■ **Record extracts**:

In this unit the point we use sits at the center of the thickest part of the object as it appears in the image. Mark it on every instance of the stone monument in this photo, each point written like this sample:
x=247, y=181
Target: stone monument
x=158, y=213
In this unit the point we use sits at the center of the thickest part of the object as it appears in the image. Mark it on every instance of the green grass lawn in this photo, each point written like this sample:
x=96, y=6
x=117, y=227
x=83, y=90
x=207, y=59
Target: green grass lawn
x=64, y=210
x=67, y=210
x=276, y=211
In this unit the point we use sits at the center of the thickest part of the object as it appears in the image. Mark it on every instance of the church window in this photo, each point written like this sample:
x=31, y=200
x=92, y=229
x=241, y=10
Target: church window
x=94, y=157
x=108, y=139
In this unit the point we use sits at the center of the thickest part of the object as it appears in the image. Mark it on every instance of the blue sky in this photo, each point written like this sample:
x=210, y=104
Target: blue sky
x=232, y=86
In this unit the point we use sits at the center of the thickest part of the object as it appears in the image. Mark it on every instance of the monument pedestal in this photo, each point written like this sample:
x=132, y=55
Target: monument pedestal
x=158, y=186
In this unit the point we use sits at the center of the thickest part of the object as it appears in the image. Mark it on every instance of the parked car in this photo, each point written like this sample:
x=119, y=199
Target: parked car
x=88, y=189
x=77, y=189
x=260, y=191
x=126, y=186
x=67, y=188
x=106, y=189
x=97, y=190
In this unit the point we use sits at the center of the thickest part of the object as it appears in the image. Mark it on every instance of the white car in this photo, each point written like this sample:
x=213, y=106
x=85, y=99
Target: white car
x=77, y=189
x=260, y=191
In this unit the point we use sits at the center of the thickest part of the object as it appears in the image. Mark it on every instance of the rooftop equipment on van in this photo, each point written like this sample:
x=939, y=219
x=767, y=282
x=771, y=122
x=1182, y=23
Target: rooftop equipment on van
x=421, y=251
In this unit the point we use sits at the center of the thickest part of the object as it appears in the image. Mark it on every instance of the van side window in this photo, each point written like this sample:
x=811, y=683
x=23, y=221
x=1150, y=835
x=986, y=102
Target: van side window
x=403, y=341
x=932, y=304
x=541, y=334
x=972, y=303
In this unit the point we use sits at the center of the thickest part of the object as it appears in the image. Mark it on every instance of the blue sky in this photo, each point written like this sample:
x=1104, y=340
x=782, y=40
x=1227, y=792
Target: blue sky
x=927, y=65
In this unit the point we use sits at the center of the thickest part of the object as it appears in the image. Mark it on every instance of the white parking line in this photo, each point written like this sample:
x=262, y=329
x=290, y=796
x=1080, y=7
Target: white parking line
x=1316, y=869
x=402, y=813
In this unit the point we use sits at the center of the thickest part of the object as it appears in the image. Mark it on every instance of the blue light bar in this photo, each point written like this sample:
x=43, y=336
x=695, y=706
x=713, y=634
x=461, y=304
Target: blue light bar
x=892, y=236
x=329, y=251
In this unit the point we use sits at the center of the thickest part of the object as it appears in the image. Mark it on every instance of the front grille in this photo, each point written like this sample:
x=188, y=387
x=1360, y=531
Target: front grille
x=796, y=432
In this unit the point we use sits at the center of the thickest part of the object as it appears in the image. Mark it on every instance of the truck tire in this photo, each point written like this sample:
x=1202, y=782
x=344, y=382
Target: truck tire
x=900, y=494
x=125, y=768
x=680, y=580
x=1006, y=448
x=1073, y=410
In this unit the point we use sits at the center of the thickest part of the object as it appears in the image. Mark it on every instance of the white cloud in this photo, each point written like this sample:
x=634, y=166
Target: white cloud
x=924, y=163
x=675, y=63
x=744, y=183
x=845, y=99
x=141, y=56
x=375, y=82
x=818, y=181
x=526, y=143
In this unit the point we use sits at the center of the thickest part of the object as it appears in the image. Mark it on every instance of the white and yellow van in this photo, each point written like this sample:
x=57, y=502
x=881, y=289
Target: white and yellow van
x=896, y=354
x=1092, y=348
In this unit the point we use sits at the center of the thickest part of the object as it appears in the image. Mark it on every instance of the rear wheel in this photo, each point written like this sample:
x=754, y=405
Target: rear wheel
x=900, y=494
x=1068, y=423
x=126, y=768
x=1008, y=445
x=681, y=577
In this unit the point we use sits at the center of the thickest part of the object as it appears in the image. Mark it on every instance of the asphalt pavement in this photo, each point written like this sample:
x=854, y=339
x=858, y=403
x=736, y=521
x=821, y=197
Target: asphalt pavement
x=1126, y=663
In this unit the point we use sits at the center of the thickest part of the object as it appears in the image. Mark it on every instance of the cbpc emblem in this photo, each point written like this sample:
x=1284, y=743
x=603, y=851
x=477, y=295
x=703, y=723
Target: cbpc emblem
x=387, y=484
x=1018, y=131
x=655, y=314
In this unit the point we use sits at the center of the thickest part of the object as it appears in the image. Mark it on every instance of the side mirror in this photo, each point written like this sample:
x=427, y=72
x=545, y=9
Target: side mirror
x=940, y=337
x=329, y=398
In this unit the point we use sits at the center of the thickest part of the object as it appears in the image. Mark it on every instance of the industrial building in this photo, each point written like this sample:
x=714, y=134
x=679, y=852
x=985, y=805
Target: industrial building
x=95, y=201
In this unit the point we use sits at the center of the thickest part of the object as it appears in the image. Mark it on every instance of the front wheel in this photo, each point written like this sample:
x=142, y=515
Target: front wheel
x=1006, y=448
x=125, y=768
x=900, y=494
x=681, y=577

■ **Exercise**: Set down the listing above exactly, line for line.

■ **Your response**:
In this unit the point we use sits at the center of the thickest part of the object as it appears in the image. Mark it on every instance of the stone monument in this photo, each point written like this sample:
x=247, y=181
Target: stone monument
x=158, y=213
In this unit the point we use sits at the center of the thickest part of the object as it appears in the image. Mark it on every instance of the green grass lawn in this photo, each point written like this sample:
x=96, y=6
x=117, y=227
x=83, y=90
x=207, y=59
Target: green grass lawn
x=64, y=210
x=67, y=210
x=276, y=211
In this unit the point we use sits at the center of the thickest part of the object as it appears in the image. Mark it on every instance of the church window in this photo, each point written like this sample:
x=31, y=200
x=92, y=229
x=241, y=10
Target: church window
x=94, y=157
x=108, y=139
In this unit the point we use sits at the center of the thickest part of the object as it appears in the image. Mark it on every instance of the blue sky in this photo, each point written like this sample:
x=210, y=104
Target: blue sky
x=232, y=86
In this unit the point we use sits at the center of the thickest part of the object as it appears in the image. Mark it on every instance of the monument pedestal in this photo, each point written like this sample:
x=132, y=55
Target: monument pedestal
x=158, y=186
In this unit the point we use sits at the center of the thickest part of the object as it appears in the image. Mark it on every instance of the parked car in this photo, each point written like this sample:
x=119, y=199
Target: parked car
x=88, y=189
x=77, y=189
x=260, y=191
x=126, y=186
x=67, y=188
x=106, y=189
x=97, y=190
In this unit the point we use sits at the center of the thickest part of the object as it appears in the image. Mark it on every instance of the white car in this photo, each point written like this sample:
x=213, y=106
x=85, y=99
Target: white car
x=77, y=189
x=260, y=191
In this unit the point we use sits at the center of the thickest part of the object as it appears in the image. Mark it on every instance of the rooftop equipment on van in this photo, each point written like this sample:
x=939, y=219
x=767, y=282
x=771, y=122
x=1182, y=23
Target: rooftop equipment on van
x=421, y=251
In this unit the point we use sits at the center of the thickest part of the object as it appears in the image. Mark it on every instance of the van side window in this photo, each point written like this sample:
x=811, y=683
x=23, y=221
x=1150, y=835
x=986, y=102
Target: van side window
x=403, y=341
x=932, y=304
x=541, y=334
x=972, y=303
In this unit the point we use sits at the center of the thickest part of the object as it appears in the image. Mark it on every instance of the blue sky in this photo, each point written like this sample:
x=1104, y=340
x=782, y=40
x=1227, y=792
Target: blue sky
x=927, y=65
In this unit the point we use sits at the center of the thickest part of the object as it appears in the image. Mark it on every instance of the white parking line in this photo, each point written like this sample:
x=262, y=329
x=290, y=796
x=1080, y=7
Target: white parking line
x=1316, y=869
x=402, y=813
In this unit the point we use sits at the center of the thickest part of the object as it appears in the image. Mark it on every instance of the blue light bar in this photo, each point written like this sample:
x=43, y=336
x=695, y=706
x=713, y=634
x=461, y=304
Target: blue light bar
x=892, y=236
x=329, y=251
In this unit the point we use sits at the center of the thickest part of the object as it appears in the image. Mark it on every instance of the front grille in this photo, each point written like this sample:
x=188, y=387
x=1360, y=531
Target: front grille
x=796, y=432
In this unit the point we use sits at the center of the thickest part of the object as it appears in the image. Mark it on every instance of the truck tire in this photo, each point written like this sample:
x=1202, y=782
x=344, y=382
Target: truck tire
x=900, y=494
x=125, y=768
x=680, y=580
x=1006, y=448
x=1073, y=410
In this unit the point we use sits at the center of the thickest part of the object as it appears in the image. Mark it on every instance of the white cloud in this photo, each point written like this sample:
x=634, y=166
Target: white cloud
x=924, y=163
x=675, y=63
x=744, y=183
x=845, y=99
x=141, y=56
x=375, y=82
x=818, y=181
x=526, y=143
In this unit the point we use sits at the center of the thickest part of the object as it appears in the image. Mark it on every instance of the white and yellow van in this photo, each point written like this sample:
x=57, y=502
x=881, y=289
Target: white and yellow van
x=896, y=354
x=1092, y=348
In this unit the point we use sits at the center of the thickest part of the object as it appears in the image. Mark it on every instance of the rear wheel in this photo, each point written like this sample:
x=754, y=405
Target: rear wheel
x=900, y=494
x=1068, y=423
x=126, y=768
x=1008, y=445
x=681, y=577
In this unit the point we use sits at the center of the thickest part of the object as it appears in the image. Mark it on every instance of the asphalt pavement in this photo, each point written like this sample:
x=854, y=339
x=858, y=403
x=736, y=521
x=821, y=197
Target: asphalt pavement
x=1126, y=663
In this unit the point we use sits at the center of the thickest part of the object as it appears in the image. Mark it on every instance of the cbpc emblem in this photo, each point written like this sample:
x=1284, y=743
x=603, y=851
x=477, y=295
x=703, y=723
Target: cbpc emblem
x=387, y=484
x=1018, y=131
x=655, y=314
In this unit the point we use sits at the center of the thickest part of the object as it appears in the image. Mark it on every instance of the side mirror in this photo, each point written like this sample:
x=427, y=72
x=545, y=9
Target: side mirror
x=940, y=337
x=329, y=398
In this unit the point we use sits at the center of the thickest part of the object as it appears in the image. Mark it on every instance of the industrial building in this photo, each point written like this sample:
x=714, y=134
x=679, y=852
x=985, y=805
Target: industrial building
x=95, y=201
In this unit the point we use sits at the center of the thickest part of the object as it appears in the image. Mark it on every instance of the front wheel in this photo, each point written like this sample:
x=142, y=515
Target: front wheel
x=1006, y=448
x=125, y=768
x=900, y=494
x=681, y=577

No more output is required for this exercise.